■ 課題 ■
以下の項目の先頭から「[517,467,552,505]」を含む行まで（その行を含む）を、一行につき一つの文字列とするJSONのリストに整形してください。空行は除外してください。

■ 項目一覧 ■

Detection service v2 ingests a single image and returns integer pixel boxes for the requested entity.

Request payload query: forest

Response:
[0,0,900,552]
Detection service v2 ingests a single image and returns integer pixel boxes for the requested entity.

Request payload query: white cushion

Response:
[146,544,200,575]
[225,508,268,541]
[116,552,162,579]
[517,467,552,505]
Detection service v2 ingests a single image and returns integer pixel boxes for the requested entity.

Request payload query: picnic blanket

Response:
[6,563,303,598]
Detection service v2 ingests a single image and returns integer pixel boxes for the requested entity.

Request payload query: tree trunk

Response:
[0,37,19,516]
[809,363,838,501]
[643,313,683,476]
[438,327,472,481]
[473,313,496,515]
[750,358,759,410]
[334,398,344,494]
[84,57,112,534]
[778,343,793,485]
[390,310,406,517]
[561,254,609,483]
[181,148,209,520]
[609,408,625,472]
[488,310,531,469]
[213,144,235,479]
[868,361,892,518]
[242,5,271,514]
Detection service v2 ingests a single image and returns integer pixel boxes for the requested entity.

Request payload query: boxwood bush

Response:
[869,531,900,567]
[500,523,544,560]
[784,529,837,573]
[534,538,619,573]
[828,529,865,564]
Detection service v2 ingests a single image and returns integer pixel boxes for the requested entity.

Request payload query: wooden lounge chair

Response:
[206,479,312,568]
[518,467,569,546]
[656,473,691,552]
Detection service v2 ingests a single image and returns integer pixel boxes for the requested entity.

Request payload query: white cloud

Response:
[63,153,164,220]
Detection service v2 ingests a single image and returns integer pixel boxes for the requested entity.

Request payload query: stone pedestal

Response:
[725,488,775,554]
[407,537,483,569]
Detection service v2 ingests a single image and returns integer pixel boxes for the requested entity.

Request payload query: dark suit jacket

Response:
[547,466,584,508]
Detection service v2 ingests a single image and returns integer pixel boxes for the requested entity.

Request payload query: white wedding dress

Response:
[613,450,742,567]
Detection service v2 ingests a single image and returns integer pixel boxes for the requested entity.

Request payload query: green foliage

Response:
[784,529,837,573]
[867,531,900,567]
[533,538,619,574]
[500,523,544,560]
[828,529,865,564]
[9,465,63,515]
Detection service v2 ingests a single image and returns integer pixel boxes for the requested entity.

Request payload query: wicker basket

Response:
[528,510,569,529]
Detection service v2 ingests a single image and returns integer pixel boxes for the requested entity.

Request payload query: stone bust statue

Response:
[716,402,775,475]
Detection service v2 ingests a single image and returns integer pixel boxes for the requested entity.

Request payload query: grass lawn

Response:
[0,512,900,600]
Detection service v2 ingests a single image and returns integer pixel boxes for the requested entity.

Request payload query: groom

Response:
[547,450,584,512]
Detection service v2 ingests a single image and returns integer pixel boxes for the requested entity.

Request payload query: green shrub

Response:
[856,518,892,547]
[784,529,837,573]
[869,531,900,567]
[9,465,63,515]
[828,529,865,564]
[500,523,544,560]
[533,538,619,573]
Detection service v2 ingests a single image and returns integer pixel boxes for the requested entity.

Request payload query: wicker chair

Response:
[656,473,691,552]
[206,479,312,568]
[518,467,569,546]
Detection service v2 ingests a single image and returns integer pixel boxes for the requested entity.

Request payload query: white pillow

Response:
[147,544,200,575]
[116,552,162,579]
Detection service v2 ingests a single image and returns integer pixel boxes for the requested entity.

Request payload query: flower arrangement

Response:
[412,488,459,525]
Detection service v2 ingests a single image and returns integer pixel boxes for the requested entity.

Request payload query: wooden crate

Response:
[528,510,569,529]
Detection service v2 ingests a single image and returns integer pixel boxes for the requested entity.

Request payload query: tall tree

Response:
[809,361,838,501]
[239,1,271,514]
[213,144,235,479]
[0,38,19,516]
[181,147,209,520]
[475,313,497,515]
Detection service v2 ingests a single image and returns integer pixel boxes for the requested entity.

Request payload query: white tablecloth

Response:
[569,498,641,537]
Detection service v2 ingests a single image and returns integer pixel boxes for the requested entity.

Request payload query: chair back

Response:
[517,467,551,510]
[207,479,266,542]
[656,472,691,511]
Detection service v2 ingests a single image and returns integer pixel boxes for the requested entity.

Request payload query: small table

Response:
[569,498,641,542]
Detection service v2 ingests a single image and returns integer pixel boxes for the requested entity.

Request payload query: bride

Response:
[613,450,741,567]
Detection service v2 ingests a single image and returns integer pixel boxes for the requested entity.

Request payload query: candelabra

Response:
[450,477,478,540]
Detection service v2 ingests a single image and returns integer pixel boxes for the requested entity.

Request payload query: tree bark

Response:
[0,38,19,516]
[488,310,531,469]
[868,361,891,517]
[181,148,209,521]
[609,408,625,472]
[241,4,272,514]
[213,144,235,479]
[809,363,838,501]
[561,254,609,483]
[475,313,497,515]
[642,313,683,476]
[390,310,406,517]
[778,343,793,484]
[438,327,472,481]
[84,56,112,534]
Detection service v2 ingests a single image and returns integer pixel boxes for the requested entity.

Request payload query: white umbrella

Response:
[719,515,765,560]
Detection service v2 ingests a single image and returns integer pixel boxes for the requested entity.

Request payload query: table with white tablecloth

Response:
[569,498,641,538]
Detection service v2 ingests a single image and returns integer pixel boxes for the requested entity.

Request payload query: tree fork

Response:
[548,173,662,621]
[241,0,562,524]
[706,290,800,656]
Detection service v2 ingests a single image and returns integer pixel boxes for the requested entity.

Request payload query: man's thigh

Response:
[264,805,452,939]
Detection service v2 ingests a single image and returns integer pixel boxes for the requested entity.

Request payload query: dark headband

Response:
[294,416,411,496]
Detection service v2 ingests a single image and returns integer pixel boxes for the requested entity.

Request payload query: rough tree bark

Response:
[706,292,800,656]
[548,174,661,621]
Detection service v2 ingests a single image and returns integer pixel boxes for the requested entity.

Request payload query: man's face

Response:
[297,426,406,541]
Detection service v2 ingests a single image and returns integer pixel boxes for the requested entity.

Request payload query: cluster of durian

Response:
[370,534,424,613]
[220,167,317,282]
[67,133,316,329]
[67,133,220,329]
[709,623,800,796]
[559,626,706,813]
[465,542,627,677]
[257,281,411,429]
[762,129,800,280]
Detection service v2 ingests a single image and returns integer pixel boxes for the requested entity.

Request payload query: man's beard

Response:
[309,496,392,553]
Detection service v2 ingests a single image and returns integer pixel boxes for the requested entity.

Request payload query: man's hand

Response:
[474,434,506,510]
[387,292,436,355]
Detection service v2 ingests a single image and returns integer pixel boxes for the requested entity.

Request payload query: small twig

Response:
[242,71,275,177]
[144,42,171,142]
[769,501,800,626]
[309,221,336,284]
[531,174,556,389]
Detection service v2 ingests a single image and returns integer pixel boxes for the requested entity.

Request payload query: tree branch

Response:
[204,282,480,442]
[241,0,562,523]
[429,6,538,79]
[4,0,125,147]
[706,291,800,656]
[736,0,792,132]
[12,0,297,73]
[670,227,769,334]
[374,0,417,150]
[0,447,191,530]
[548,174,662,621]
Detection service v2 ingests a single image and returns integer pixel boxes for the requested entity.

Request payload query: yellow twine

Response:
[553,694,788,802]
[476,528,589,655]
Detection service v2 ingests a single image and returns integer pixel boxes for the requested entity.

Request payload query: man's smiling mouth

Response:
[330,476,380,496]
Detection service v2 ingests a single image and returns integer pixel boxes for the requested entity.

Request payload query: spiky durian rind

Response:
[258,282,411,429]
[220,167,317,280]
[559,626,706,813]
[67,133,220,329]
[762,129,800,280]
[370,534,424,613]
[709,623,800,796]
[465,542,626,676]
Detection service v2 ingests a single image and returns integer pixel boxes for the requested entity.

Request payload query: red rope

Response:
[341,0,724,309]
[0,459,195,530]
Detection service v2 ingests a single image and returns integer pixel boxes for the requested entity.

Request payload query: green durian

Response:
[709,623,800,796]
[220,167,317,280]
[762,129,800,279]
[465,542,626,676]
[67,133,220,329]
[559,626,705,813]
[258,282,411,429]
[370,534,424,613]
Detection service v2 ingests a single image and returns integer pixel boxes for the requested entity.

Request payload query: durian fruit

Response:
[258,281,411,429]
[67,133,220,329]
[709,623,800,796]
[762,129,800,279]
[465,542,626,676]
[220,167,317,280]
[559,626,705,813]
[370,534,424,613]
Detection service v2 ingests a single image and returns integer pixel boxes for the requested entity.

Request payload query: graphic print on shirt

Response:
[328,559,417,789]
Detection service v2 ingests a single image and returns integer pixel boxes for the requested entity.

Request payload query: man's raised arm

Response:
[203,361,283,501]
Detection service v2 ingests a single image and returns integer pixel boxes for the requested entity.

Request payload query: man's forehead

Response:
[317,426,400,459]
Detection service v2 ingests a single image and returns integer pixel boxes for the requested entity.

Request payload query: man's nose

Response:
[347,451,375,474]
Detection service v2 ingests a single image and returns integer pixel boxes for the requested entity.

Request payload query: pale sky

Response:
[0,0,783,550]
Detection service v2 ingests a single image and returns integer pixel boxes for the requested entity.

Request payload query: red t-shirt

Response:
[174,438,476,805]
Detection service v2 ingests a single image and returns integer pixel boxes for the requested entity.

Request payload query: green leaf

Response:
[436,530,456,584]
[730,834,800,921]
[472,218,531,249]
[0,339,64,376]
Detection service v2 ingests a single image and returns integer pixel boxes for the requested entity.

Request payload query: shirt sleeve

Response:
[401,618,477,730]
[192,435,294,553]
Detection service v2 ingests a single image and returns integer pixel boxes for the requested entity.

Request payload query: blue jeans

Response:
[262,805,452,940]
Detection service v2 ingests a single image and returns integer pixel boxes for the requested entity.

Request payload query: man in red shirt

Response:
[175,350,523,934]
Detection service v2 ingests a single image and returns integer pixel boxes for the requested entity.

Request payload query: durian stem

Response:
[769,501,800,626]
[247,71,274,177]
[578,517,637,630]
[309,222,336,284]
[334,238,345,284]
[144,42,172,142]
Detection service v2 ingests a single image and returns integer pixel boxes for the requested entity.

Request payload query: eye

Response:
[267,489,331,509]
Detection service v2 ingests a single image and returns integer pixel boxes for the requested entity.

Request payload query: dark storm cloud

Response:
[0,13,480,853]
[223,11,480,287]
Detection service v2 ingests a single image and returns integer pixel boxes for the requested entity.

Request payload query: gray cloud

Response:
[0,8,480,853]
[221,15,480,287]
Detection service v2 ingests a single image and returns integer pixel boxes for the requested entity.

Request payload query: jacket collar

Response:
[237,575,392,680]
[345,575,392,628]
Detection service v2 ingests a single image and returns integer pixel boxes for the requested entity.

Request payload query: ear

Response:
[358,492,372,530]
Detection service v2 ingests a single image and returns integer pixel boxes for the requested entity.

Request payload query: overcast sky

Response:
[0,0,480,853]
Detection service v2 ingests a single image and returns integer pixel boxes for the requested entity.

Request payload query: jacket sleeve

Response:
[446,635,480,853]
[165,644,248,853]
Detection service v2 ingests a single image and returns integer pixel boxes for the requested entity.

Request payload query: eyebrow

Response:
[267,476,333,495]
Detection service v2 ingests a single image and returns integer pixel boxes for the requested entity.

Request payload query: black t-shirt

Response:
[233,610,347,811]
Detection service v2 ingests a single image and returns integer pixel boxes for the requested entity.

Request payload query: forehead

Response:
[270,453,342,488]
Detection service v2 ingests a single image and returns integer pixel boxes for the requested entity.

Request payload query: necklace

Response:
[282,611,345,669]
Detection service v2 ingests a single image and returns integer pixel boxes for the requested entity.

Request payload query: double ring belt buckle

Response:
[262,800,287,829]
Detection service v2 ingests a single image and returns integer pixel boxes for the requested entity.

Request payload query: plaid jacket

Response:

■ 解答 ■
[
  "Detection service v2 ingests a single image and returns integer pixel boxes for the requested entity.",
  "Request payload query: forest",
  "Response:",
  "[0,0,900,552]",
  "Detection service v2 ingests a single image and returns integer pixel boxes for the requested entity.",
  "Request payload query: white cushion",
  "Response:",
  "[146,544,200,575]",
  "[225,508,268,541]",
  "[116,552,162,579]",
  "[517,467,552,505]"
]